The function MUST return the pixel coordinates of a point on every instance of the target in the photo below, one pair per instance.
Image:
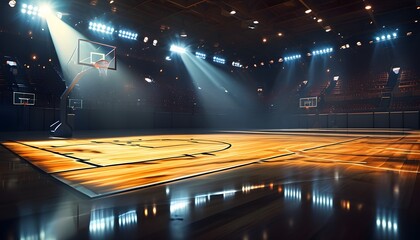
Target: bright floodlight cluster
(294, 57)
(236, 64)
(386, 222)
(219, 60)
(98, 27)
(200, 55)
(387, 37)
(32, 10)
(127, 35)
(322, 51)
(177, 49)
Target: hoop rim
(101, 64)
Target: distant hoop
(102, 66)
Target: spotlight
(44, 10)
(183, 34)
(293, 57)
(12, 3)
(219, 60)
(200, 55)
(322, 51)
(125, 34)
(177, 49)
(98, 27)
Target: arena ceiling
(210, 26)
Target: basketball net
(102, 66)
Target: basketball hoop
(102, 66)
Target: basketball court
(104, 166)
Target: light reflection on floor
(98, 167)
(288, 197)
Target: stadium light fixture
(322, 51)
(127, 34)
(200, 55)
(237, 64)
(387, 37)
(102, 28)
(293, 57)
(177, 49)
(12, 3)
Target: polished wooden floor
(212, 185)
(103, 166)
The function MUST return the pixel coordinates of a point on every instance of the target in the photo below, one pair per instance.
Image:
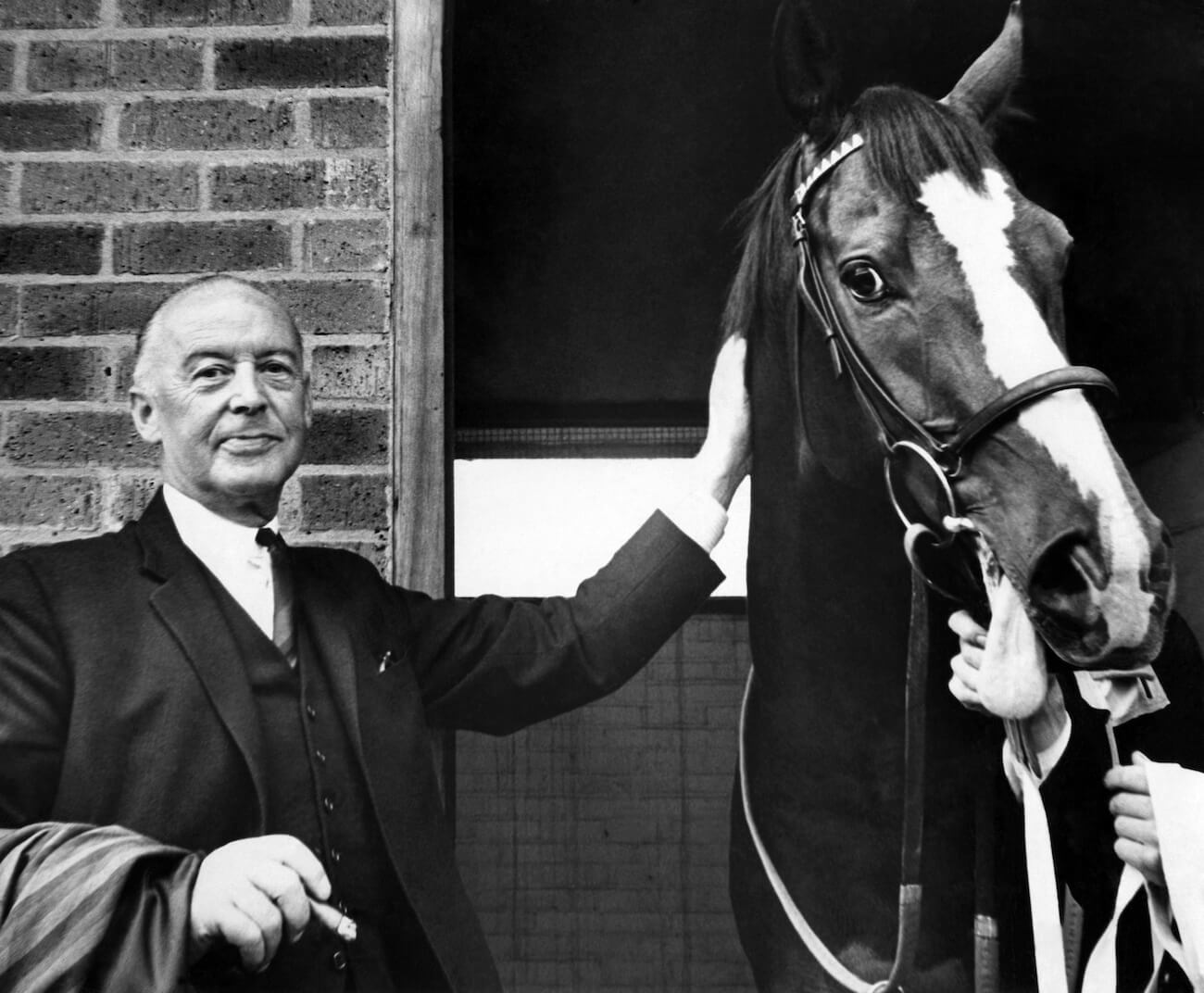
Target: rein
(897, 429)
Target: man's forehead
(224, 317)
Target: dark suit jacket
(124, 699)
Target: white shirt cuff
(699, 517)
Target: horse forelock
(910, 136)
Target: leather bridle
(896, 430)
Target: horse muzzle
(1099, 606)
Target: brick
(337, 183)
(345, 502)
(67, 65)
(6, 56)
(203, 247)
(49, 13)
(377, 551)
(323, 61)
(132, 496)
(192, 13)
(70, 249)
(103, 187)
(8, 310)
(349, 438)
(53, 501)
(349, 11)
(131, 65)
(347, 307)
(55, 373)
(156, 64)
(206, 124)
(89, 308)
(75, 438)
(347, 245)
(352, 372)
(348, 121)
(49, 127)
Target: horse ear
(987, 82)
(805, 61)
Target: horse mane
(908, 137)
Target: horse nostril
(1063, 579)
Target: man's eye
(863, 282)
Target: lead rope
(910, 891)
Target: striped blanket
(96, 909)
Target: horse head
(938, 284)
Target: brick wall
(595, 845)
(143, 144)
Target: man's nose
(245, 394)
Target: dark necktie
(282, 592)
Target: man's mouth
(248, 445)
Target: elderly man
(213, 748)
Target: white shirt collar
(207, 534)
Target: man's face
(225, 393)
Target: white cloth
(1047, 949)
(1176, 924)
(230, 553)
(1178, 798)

| What to produce |
Return all the data above as written, leaving out only the pictures.

| Solution to this exercise |
The function MUST return the pixel coordinates of a point on every instance of the target in the photo below, one pair per instance.
Image:
Target: bright floodlight cluster
(294, 57)
(236, 64)
(386, 222)
(219, 60)
(98, 27)
(200, 55)
(387, 37)
(32, 10)
(127, 35)
(322, 51)
(177, 49)
Target: hoop rim
(101, 64)
Target: distant hoop
(102, 66)
Target: spotlight
(44, 10)
(183, 34)
(293, 57)
(12, 3)
(219, 60)
(200, 55)
(322, 51)
(125, 34)
(177, 49)
(98, 27)
Target: arena ceiling
(210, 26)
Target: basketball net
(102, 66)
Target: basketball hoop
(102, 66)
Target: basketball court
(104, 166)
Target: light reflection on floor
(98, 167)
(288, 197)
Target: stadium light fixture
(322, 51)
(127, 34)
(200, 55)
(237, 64)
(387, 37)
(102, 28)
(293, 57)
(177, 49)
(12, 3)
Target: polished wooden floor
(212, 185)
(103, 166)
The function MUST return the pixel coordinates of a point on every instance of the target in the photo below, one pair per instance.
Image:
Target: rein
(897, 429)
Target: man's forehead
(224, 317)
Target: dark suit jacket
(124, 699)
Target: white shirt cuff
(699, 517)
Target: horse forelock
(910, 136)
Target: leather bridle
(896, 430)
Target: horse muzzle
(1099, 606)
Target: brick
(337, 183)
(345, 502)
(67, 65)
(6, 56)
(203, 247)
(49, 13)
(377, 551)
(323, 61)
(132, 496)
(192, 13)
(70, 249)
(103, 187)
(8, 310)
(349, 438)
(53, 501)
(349, 11)
(131, 65)
(347, 307)
(55, 373)
(156, 64)
(206, 124)
(89, 308)
(75, 438)
(347, 245)
(352, 372)
(348, 121)
(49, 127)
Target: horse ear
(987, 82)
(805, 61)
Target: horse mane
(908, 137)
Target: horse nostril
(1063, 579)
Target: man's eye
(863, 282)
Target: lead rope
(910, 891)
Target: striped blanket
(96, 909)
Target: horse head
(938, 284)
Target: brick wall
(595, 845)
(143, 144)
Target: man's nose
(245, 394)
Target: dark necktie
(282, 592)
Target: man's mouth
(248, 445)
Target: elderly man
(213, 748)
Target: white shirt collar
(207, 534)
Target: man's face
(225, 393)
Target: white cloth
(1047, 949)
(1176, 924)
(230, 553)
(1178, 798)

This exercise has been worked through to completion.